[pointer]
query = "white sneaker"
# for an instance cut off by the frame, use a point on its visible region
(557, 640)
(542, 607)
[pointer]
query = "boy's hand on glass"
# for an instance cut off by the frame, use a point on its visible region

— PROBLEM DETAILS —
Reproduce every line of the listing above verbatim.

— OUTPUT BELOW —
[pointer]
query = "white sneaker"
# for an instance cut off by the frame, use a point on its visible region
(557, 640)
(542, 607)
[pointer]
query = "boy's hand on glass"
# for an instance cut off by the frame, use a point on its visible region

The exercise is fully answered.